## DESCRIPTION OF THE TASK:
Repeat every record exactly as written.

## RECORDS FOR PROCESSING:
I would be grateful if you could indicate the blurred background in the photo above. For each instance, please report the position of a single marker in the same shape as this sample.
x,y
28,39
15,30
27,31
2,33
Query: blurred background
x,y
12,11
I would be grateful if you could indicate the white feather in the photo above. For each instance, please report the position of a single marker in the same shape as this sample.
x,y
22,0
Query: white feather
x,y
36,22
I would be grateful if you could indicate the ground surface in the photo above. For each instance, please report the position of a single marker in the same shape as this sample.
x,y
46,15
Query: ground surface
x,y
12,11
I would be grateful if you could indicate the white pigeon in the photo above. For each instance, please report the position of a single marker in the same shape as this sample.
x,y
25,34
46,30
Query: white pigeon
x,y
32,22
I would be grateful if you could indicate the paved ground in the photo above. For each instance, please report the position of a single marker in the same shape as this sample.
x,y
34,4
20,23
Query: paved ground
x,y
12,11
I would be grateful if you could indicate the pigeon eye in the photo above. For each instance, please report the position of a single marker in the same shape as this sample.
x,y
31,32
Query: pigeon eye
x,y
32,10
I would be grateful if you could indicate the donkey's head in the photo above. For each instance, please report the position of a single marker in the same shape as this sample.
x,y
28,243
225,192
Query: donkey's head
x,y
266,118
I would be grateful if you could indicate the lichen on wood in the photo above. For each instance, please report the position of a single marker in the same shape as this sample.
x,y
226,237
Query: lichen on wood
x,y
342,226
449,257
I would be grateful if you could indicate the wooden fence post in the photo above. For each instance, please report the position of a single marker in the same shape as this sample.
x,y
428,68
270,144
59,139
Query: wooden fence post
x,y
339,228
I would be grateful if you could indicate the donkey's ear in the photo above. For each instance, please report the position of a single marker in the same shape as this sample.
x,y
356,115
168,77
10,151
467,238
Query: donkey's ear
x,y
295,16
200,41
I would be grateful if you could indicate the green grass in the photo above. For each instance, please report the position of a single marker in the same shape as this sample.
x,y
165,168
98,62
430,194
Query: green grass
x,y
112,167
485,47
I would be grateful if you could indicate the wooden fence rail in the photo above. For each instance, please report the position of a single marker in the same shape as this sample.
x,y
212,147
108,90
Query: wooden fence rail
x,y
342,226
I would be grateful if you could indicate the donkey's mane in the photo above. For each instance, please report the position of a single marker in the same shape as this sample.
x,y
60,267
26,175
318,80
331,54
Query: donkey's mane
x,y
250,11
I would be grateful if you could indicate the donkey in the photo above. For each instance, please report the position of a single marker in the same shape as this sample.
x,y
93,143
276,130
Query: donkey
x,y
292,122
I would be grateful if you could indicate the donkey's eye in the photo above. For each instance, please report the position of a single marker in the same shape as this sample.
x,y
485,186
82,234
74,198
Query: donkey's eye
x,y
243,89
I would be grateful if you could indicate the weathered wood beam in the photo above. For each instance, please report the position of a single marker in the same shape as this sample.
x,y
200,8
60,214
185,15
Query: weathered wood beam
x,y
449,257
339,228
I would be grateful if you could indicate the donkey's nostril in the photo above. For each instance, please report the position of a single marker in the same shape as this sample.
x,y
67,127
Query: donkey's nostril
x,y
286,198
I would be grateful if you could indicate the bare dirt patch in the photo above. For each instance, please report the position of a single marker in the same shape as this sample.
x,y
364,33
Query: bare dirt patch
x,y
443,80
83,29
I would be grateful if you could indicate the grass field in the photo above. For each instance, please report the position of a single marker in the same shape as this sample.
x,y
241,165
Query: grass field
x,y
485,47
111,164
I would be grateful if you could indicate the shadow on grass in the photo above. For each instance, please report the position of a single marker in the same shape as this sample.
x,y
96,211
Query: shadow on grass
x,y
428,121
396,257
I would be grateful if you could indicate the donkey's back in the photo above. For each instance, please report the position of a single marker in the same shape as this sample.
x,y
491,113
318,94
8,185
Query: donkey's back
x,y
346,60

## OUTPUT FOR THIS EXERCISE:
I would be grateful if you could indicate the blurred background in the photo above. For each instance, please report the position of a single marker in the same shape as this sample.
x,y
28,39
15,30
27,31
2,33
Query: blurred background
x,y
12,11
I would be grateful if you could indicate the white feather in the photo above. For each instance, please report the position of a single marker in the same shape as this sample.
x,y
22,0
Query: white feather
x,y
36,22
I would be grateful if you could indicate the ground surface in the photo above. For each instance, please report the position of a single marker in the same shape as this sample.
x,y
46,15
Query: ground surface
x,y
12,11
I would be grateful if you could indicate the white pigeon in the photo above. For each instance, please report the position of a single marker in the same shape as this sample.
x,y
25,34
46,30
Query: white pigeon
x,y
32,22
I would be grateful if you could indicate the paved ground in the photo above. For each instance, please report the position of a single marker in the same shape as this sample.
x,y
34,4
20,23
Query: paved ground
x,y
12,11
I would be grateful if you could indicate the pigeon eye in the photo above. For each instance, please report the position of a single marker in the same shape as this sample.
x,y
31,32
Query: pigeon eye
x,y
32,10
I would be grateful if you could indicate the donkey's head in the photo above. For each instance, please report the position of a single marker in the same shape as this sample.
x,y
28,243
225,192
Query: donkey's head
x,y
266,118
I would be grateful if you could indicate the lichen on wood in the photo above. For each instance, please report the position of a single marker in the same shape as this sample.
x,y
226,237
Query: lichen on wood
x,y
342,226
449,257
I would be grateful if you could indicate the wooden fence post in the photo above. For each instance, please report the position of a single marker in the same shape as this sample.
x,y
428,68
270,144
59,139
Query: wooden fence post
x,y
339,228
I would be grateful if you could indicate the donkey's ear in the photo above. For each instance, please report the position of a single marker in the same shape as this sample.
x,y
356,115
168,77
10,151
467,238
Query: donkey's ear
x,y
295,16
200,41
I would be grateful if you could indicate the green grass in the photo above. For each instance, please report the position of a single marker in the same shape as this sample.
x,y
165,168
98,62
430,194
Query: green grass
x,y
112,167
485,47
I would be grateful if you could indicate the wooden fence rail in the photo above. For each instance, please report the position of a single marker in the same shape as this sample.
x,y
212,147
108,90
Query: wooden fence rail
x,y
342,226
I would be grateful if you could indicate the donkey's mane in the photo above. For each instance, please report the position of a single marker in the same shape as this sample.
x,y
60,267
26,175
318,80
331,54
Query: donkey's mane
x,y
250,11
I would be grateful if you could indicate the donkey in the photo above. For each instance, please report the position of a single marker in the same shape as this sample.
x,y
93,143
276,130
Query: donkey
x,y
292,122
I would be grateful if you could indicate the donkey's eye in the photo above. For each instance, please report the position of a single marker in the same shape as this sample.
x,y
485,186
82,234
74,198
Query: donkey's eye
x,y
243,89
I would be grateful if you could indicate the weathered wood beam in the photo above. For each instance, please report the position of a single marker in the same shape as this sample.
x,y
200,8
60,214
185,15
Query: weathered wood beam
x,y
449,257
339,228
I would be grateful if you could indicate the donkey's nostril in the photo above. For each instance, please report the position of a single marker in the same shape as this sample.
x,y
67,127
Query: donkey's nostril
x,y
286,198
I would be grateful if you could indicate the bare dirt patch in the photo above. For each instance, please report the position of a single marker in the same shape as this sample.
x,y
364,33
Query: bare dirt patch
x,y
443,80
83,29
I would be grateful if you could indicate the grass field in the photo above. For each instance, please report the position of a single marker in the same shape as this sample.
x,y
241,165
Query: grass field
x,y
485,47
111,164
I would be grateful if you could indicate the shadow on grass in the photo above. For each instance, please report the position of a single marker in the same shape as this sample.
x,y
96,211
Query: shadow on grass
x,y
428,121
396,257
I would be grateful if you could indicate the donkey's back in the photo above. For each instance, please report the position of a single marker in the same shape as this sample.
x,y
491,113
318,94
8,185
Query: donkey's back
x,y
346,60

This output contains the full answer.